start SUPPLIED DATA

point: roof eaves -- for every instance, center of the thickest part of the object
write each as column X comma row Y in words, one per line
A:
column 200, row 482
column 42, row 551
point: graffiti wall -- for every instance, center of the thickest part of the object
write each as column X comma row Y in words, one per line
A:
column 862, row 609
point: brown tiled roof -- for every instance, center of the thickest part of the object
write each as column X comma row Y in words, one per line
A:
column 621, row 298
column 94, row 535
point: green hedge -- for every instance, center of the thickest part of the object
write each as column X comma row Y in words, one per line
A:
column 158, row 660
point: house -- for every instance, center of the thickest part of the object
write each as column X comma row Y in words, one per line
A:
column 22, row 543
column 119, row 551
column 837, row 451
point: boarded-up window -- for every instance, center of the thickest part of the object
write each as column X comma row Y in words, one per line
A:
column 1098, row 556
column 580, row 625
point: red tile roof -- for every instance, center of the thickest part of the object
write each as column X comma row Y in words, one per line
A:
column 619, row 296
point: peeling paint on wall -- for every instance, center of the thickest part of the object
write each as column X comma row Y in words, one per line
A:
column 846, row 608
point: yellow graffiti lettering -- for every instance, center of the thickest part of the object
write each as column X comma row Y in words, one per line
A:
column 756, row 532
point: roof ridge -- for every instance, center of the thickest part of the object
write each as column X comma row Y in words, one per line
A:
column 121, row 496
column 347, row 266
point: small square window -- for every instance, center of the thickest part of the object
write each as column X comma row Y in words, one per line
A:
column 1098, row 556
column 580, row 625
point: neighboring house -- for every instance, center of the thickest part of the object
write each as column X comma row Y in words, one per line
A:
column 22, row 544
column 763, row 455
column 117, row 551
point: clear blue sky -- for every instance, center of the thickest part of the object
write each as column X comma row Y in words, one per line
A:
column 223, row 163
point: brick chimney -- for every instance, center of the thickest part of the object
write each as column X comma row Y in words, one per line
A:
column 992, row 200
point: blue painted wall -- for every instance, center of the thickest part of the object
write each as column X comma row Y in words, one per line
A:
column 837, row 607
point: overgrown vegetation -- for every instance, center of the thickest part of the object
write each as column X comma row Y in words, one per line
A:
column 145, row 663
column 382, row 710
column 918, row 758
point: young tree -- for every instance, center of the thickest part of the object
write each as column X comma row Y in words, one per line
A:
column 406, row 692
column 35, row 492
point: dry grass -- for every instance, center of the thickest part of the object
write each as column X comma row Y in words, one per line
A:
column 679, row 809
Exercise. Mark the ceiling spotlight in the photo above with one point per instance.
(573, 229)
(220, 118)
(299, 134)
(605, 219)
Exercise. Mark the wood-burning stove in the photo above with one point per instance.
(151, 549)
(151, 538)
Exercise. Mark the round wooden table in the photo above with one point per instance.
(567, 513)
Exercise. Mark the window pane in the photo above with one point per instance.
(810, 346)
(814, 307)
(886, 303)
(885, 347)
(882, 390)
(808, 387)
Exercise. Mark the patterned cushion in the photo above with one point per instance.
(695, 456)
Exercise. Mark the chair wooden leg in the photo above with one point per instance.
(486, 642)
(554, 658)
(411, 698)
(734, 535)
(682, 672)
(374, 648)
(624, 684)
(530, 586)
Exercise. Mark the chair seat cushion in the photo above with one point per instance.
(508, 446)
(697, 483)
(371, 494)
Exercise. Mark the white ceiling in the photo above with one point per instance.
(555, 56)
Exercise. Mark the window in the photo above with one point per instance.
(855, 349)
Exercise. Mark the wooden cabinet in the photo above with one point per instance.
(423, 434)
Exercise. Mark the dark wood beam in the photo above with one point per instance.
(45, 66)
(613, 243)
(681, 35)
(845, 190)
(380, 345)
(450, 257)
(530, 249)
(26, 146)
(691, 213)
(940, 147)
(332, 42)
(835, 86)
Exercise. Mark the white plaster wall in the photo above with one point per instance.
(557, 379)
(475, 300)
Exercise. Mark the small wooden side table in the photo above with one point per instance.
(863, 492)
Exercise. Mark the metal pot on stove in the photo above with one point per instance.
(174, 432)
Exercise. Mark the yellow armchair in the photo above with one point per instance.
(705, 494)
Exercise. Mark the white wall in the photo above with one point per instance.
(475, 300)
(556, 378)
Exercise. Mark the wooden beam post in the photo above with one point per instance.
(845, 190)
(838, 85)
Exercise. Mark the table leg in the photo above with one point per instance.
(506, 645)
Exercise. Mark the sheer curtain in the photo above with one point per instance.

end SUPPLIED DATA
start SUPPLIED DATA

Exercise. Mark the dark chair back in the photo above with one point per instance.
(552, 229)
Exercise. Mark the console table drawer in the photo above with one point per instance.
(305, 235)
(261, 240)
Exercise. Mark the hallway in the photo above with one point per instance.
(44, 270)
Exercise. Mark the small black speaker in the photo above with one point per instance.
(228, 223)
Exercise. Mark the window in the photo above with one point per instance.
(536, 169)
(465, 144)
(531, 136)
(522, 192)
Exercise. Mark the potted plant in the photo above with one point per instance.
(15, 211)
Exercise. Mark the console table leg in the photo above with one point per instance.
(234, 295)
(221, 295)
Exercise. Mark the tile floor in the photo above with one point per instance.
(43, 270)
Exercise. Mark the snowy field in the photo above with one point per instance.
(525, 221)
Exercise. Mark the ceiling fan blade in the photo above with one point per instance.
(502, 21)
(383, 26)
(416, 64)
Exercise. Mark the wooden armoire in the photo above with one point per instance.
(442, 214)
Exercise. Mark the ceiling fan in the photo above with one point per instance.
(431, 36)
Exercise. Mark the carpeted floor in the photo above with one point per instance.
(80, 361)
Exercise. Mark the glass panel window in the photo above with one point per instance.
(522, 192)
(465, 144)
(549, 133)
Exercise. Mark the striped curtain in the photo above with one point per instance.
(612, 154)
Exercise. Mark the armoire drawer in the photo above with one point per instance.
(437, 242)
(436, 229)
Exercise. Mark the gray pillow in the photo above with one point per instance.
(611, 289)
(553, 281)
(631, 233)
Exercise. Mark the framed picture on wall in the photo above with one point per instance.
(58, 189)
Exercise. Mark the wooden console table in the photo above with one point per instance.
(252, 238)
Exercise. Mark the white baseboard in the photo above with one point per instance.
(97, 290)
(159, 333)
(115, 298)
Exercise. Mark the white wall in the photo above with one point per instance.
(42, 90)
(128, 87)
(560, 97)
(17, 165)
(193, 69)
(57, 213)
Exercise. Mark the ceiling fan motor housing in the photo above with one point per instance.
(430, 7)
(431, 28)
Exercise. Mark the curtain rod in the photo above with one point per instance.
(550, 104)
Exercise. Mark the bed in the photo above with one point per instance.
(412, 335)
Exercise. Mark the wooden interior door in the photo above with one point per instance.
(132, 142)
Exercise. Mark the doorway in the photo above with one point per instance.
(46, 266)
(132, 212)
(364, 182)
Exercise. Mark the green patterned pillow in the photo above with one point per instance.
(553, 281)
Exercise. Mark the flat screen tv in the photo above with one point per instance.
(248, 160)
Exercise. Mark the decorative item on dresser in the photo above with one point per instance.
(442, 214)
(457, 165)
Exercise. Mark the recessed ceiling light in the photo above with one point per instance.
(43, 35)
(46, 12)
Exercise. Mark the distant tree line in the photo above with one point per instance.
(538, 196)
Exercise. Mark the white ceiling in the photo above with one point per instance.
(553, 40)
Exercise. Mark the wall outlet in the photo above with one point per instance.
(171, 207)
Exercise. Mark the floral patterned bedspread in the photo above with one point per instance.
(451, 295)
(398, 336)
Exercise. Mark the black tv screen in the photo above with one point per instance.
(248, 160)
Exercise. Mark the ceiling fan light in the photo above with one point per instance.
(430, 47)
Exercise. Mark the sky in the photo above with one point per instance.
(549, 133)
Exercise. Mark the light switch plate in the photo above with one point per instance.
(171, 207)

end SUPPLIED DATA
start SUPPLIED DATA

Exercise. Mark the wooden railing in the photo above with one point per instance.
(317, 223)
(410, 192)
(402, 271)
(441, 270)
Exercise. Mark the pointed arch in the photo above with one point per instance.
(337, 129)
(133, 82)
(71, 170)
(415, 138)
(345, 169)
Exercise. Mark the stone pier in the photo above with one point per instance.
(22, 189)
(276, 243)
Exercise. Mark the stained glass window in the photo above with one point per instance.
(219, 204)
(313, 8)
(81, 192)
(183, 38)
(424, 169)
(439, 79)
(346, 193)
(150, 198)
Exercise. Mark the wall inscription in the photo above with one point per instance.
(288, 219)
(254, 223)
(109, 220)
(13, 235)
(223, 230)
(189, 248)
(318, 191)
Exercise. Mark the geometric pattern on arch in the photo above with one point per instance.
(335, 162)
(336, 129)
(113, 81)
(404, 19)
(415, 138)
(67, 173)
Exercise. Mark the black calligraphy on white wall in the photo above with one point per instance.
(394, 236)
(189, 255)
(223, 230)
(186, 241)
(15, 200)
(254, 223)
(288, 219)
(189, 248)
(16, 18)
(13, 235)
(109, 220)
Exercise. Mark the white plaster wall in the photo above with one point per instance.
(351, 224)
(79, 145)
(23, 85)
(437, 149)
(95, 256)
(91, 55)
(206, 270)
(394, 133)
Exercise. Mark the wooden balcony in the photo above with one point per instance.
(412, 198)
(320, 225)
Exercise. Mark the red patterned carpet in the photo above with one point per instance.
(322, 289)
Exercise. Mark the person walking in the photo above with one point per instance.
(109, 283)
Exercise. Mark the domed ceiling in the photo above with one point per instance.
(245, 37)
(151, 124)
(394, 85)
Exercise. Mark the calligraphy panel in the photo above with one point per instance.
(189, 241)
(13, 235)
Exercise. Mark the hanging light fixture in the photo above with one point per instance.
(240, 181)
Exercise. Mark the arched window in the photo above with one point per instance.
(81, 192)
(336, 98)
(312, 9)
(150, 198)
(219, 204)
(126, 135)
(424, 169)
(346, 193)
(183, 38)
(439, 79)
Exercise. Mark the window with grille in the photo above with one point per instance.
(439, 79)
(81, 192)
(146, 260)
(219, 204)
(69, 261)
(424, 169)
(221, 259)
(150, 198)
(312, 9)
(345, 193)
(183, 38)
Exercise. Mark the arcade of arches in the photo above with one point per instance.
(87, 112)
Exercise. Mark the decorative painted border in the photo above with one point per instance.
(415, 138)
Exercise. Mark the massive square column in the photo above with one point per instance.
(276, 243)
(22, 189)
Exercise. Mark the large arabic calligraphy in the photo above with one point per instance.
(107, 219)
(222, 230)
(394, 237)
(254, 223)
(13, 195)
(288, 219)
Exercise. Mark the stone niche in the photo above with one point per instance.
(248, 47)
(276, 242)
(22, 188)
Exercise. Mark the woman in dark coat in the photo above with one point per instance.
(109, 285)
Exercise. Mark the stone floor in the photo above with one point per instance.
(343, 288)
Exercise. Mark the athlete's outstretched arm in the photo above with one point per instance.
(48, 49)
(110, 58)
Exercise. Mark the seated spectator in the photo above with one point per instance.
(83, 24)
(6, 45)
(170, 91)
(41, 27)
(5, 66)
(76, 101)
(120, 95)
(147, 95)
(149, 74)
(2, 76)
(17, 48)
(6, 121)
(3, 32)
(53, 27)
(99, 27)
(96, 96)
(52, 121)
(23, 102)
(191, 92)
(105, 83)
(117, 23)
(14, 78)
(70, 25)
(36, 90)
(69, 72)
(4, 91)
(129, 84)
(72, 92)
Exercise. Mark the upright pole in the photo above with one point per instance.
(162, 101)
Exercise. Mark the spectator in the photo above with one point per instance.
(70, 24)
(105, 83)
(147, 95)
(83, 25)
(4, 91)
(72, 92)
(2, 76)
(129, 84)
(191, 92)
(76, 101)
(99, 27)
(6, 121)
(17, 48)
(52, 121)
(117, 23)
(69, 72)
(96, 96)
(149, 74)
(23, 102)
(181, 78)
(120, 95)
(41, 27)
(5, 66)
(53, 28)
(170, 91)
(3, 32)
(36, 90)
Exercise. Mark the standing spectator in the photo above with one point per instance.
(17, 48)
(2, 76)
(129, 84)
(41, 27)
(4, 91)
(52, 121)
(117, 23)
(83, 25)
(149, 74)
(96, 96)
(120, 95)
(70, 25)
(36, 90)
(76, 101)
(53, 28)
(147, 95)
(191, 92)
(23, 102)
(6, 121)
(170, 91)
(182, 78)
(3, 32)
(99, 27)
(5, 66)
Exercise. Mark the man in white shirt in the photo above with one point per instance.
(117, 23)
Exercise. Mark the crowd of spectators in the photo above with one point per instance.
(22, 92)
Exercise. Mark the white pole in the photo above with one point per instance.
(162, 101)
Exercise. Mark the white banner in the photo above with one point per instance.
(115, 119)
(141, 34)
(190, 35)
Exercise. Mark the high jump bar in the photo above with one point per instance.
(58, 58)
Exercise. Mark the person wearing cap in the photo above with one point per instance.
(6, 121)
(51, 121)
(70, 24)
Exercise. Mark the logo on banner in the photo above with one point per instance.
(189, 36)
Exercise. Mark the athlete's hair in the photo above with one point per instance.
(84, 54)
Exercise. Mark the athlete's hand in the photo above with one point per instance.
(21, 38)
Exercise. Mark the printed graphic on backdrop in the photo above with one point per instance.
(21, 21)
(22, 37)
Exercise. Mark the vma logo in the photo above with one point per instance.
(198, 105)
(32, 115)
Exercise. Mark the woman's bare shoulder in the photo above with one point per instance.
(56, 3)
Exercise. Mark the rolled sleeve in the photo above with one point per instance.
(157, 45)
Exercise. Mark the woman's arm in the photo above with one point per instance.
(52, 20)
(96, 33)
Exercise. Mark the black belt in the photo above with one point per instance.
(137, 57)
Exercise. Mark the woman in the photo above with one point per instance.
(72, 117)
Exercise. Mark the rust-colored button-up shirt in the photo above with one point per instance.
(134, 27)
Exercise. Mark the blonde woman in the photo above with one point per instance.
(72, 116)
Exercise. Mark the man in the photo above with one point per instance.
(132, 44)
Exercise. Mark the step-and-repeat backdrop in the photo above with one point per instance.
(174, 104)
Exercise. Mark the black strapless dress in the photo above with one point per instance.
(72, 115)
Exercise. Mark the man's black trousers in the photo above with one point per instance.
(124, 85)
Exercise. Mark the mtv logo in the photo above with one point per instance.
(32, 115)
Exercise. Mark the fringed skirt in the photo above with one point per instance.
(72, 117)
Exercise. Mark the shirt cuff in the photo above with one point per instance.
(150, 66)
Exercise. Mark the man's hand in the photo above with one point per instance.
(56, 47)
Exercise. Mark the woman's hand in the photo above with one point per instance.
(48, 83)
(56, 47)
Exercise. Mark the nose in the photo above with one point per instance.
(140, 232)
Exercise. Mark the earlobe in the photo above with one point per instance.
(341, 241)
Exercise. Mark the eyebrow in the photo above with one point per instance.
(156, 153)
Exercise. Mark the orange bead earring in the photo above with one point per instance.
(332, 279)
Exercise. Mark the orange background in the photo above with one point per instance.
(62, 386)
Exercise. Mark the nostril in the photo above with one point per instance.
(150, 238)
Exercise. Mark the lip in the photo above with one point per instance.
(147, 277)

end SUPPLIED DATA

- **EXERCISE DETAILS**: Reproduce the data lines between the one holding "Exercise. Mark the chair seat" and the one holding "Exercise. Mark the sheer", inclusive, swapping "wooden cabinet" for "wooden cupboard" and leaving everything else unchanged. Output only those lines.

- **OUTPUT OF THE TASK**:
Exercise. Mark the chair seat cushion in the photo above with one point per instance.
(508, 446)
(697, 483)
(371, 494)
Exercise. Mark the white ceiling in the photo above with one point per instance.
(555, 56)
Exercise. Mark the window in the photo above with one point per instance.
(855, 349)
Exercise. Mark the wooden cupboard in the photo above with one point per instance.
(423, 434)
Exercise. Mark the dark wood beam in the photo above with one point per instance.
(45, 66)
(613, 243)
(681, 35)
(845, 190)
(380, 345)
(450, 257)
(530, 249)
(26, 146)
(691, 213)
(940, 147)
(332, 42)
(835, 86)
Exercise. Mark the white plaster wall in the photo above with one point per instance.
(557, 379)
(475, 300)
Exercise. Mark the small wooden side table in the photo above with one point per instance.
(863, 492)
Exercise. Mark the metal pot on stove in the photo above with one point per instance.
(174, 432)
Exercise. Mark the yellow armchair in the photo above with one point per instance.
(705, 494)
Exercise. Mark the white wall in the photo above with one point per instance.
(475, 300)
(556, 378)
Exercise. Mark the wooden beam post in the photo above with one point per instance.
(845, 190)
(838, 85)
Exercise. Mark the table leg in the photo above with one point per instance.
(506, 645)
Exercise. Mark the sheer curtain in the photo above with one point per instance.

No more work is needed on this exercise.